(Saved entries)
——————

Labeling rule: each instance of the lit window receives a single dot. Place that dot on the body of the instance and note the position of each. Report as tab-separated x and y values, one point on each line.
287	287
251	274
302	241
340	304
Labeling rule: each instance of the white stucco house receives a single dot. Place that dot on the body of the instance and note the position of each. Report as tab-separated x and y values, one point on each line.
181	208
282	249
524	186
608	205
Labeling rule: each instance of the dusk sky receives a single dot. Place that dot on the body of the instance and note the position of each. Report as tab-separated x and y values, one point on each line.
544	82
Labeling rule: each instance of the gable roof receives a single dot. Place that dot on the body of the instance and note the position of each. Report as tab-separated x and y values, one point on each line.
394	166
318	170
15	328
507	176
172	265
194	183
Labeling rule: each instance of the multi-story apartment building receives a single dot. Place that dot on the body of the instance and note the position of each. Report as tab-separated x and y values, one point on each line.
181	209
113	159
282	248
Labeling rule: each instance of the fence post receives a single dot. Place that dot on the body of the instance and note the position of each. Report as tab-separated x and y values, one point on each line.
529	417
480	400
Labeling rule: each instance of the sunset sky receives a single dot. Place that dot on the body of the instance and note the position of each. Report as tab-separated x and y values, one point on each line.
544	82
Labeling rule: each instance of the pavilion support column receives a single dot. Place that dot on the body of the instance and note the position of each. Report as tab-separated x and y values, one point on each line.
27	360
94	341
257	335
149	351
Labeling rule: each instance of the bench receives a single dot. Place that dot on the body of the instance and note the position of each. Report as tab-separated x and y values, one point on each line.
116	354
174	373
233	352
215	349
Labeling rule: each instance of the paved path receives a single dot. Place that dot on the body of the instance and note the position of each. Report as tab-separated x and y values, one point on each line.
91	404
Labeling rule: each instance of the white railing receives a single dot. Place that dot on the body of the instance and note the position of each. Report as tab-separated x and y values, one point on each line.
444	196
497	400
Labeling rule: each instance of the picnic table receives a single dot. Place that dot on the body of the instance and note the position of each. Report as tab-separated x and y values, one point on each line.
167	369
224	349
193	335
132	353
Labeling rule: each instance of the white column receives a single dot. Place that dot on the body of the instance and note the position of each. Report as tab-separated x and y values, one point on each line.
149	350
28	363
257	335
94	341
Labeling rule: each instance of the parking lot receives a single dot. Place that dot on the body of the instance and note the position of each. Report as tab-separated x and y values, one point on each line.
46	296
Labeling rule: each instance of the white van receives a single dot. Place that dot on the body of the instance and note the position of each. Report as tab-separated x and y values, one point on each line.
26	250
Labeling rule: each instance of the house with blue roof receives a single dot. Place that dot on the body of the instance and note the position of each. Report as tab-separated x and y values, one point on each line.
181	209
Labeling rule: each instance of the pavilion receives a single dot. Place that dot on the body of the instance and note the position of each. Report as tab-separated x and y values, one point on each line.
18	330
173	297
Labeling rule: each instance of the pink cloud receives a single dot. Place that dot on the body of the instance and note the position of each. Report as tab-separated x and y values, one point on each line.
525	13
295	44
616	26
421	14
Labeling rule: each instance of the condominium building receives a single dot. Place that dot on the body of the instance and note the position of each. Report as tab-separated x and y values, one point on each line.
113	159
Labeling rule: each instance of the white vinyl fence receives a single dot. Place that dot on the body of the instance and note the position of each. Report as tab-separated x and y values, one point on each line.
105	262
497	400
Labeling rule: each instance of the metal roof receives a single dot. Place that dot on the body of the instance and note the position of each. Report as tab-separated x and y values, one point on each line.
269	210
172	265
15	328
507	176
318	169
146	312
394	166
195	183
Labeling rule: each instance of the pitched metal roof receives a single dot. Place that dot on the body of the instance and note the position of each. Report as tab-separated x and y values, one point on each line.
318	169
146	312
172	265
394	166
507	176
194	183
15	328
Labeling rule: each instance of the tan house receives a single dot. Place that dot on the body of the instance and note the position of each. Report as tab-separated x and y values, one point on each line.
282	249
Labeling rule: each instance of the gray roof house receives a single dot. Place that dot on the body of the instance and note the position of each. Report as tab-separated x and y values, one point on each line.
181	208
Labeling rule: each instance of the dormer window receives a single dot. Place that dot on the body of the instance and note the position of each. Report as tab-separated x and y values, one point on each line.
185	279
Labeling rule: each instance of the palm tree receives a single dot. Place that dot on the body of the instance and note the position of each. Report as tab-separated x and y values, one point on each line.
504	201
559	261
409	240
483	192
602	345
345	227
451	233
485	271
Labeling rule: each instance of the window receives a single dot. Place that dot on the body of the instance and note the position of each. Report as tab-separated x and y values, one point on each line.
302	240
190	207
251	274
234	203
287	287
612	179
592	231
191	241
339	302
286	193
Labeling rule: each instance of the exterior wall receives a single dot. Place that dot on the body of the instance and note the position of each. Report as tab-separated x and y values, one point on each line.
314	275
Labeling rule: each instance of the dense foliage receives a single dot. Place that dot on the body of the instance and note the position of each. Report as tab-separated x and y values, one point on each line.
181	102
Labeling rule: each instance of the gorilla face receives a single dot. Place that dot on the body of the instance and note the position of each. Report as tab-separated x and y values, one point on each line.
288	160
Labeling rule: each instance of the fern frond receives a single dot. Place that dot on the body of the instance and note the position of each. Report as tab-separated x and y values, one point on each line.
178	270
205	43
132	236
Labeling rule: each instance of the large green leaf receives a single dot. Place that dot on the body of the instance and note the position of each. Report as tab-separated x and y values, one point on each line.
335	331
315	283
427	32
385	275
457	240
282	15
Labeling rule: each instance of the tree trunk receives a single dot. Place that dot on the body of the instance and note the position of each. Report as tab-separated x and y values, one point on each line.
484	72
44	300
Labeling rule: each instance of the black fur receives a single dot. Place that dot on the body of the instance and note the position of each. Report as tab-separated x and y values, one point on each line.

——————

Set down each entry again, unchanged.

**Solved problem:**
Labeling rule: each instance of the lit window receives a single dot. Place that dot on the body of the instance and note the position of each. Report as tab-separated x and y values, one point on each line.
287	287
251	274
302	241
340	304
Labeling rule: each instance of the white stucco house receives a single dot. Place that dot on the body of the instance and note the position of each. Report as tab-separated x and y values, one point on each line.
181	208
282	249
524	186
608	205
Labeling rule: each instance of the dusk sky receives a single dot. Place that dot on the body of the instance and note the position of each. Report as tab-separated x and y values, one point on each line.
544	82
Labeling rule: each instance of the gable roof receives a single dot. Place that dot on the body of the instance and note the position of each. Report as tab-separated x and y values, one point on each line.
394	166
318	170
15	328
507	176
172	265
194	183
Labeling rule: each instance of the multi-story apartment building receives a single dot. Place that dot on the body of the instance and note the position of each. Report as tab-separated x and y values, one point on each line.
181	209
113	159
282	248
Labeling rule: each instance of the fence post receives a single dot. Place that dot on the body of the instance and note the position of each. Report as tab-separated x and y values, one point on each line.
529	417
480	400
Labeling rule: each instance of the sunset sky receives a single dot. Place that dot on the body of the instance and note the position of each. Report as tab-separated x and y values, one point on each line.
544	82
Labeling rule: each instance of the pavilion support column receives a single dot. Place that dot on the body of the instance and note the position of each. Report as tab-separated x and y values, one point on each line.
27	360
94	341
257	335
149	351
Labeling rule: each instance of the bench receives a single dot. Place that dot on the body of the instance and note the position of each. Report as tab-separated x and y values, one point on each line.
116	354
174	373
233	352
215	349
Labeling rule: each instance of the paved path receives a single dot. Place that dot on the body of the instance and note the position of each. Report as tab-separated x and y values, one point on each line.
91	404
Labeling rule: each instance of the white railing receives a single dot. Place that dot on the body of the instance and note the position of each. Report as tab-separated x and y values, one point on each line.
444	196
497	400
Labeling rule: each instance of the picnic table receives a single dot. Place that dot on the body of the instance and note the position of each. Report as tab-separated x and y values, one point on each line.
167	369
224	349
193	335
132	353
Labeling rule: each instance of the white column receives a single dot. Place that dot on the body of the instance and note the position of each. Report as tab-separated x and y values, one point on each line.
149	350
28	363
257	335
94	341
Labeling rule: each instance of the parking lot receives a single dot. Place that dot on the body of the instance and note the position of each. Report as tab-separated x and y values, one point on each line.
46	296
Labeling rule: each instance of the white van receives a single dot. Place that dot on the body of the instance and note the position of each. Report as tab-separated x and y values, one point on each line.
26	250
Labeling rule: each instance of the house with blue roof receives a single dot. Place that dot on the body of the instance and note the position of each. Report as tab-separated x and y values, one point on each line.
181	209
Labeling rule: each instance of the pavilion receives a single dot. Place that dot on the body of the instance and note the position of each. Report as tab-separated x and y values, one point on each line.
18	330
173	297
Labeling rule: each instance of the pink cloud receives a single dot. Place that dot on the body of the instance and note the position of each. Report as tab-separated x and y values, one point on each line.
525	13
295	44
616	26
421	14
Labeling rule: each instance of the condominium building receives a single dot. Place that dot on the body of the instance and note the position of each. Report as tab-separated x and y values, one point on each line.
113	159
Labeling rule: each instance of the white vinyl fence receives a single dot. Place that dot on the body of the instance and note the position of each. Report as tab-separated x and y values, one point on each line.
105	262
497	400
Labeling rule: each instance of the metal roof receives a single dot. Place that dot on the body of the instance and note the position of each. Report as tab-separated x and y values, one point on each line.
269	210
172	265
15	328
507	176
318	169
146	312
394	166
195	183
Labeling rule: each instance of the pitched metal roof receives a single dot. Place that dot on the body of the instance and note the position of each. Report as tab-separated x and y values, one point on each line.
318	169
146	312
172	265
394	166
507	176
194	183
15	328
Labeling rule: each instance of the tan house receives a single dot. Place that dot on the body of the instance and note the position of each. Report as tab-separated x and y values, one point on each line.
282	249
Labeling rule: each instance of the gray roof house receives a single dot. Place that dot on the body of the instance and note the position of each. Report as tab-separated x and y values, one point on each line.
181	208
Labeling rule: each instance of the dormer window receives a single dot. Place that dot on the body of the instance and note the position of each. Report as tab-separated x and y values, one point on each line.
185	279
Labeling rule: each instance of the palm tree receives a single dot. Place that dot on the body of the instance and note the position of each. Report as tab-separated x and y values, one point on each line.
504	201
559	261
409	240
483	192
602	345
345	227
451	233
485	271
Labeling rule: each instance of the window receives a single dot. Place that dot on the body of the instance and note the position of each. Report as tab-separated x and y values, one point on each line.
302	240
190	207
251	274
234	203
287	287
612	179
592	231
191	241
339	302
286	193
Labeling rule: each instance of the exterior wall receives a single dot. Place that dot on the body of the instance and note the position of each. Report as tab-separated x and y values, one point on each line.
314	275
Labeling rule: each instance of the dense foliage receives a single dot. Place that dot on the body of the instance and note the position of each. Report as tab-separated x and y values, one point on each line.
181	102
Labeling rule: each instance of the gorilla face receives a single dot. Place that dot on the body of the instance and note the position of each. Report as tab-separated x and y values, one point on each line.
288	160
Labeling rule: each instance of the fern frond receives a single dot. Place that dot on the body of the instance and note the position of each. Report as tab-separated x and y values, one point on each line.
178	270
205	43
132	236
Labeling rule: each instance of the large green leaf receives a single dot. Place that dot on the body of the instance and note the position of each. Report as tab-separated x and y values, one point on each line.
335	331
315	283
427	32
385	275
457	240
282	15
Labeling rule: each instance of the tree trunk receives a single dot. Place that dot on the body of the instance and note the position of each. Report as tab-separated x and y values, one point on each line.
484	72
44	300
Labeling rule: each instance of the black fur receives a single dot. Place that dot on the body of the instance and note the position of each. Report as tab-separated x and y values, one point on each line.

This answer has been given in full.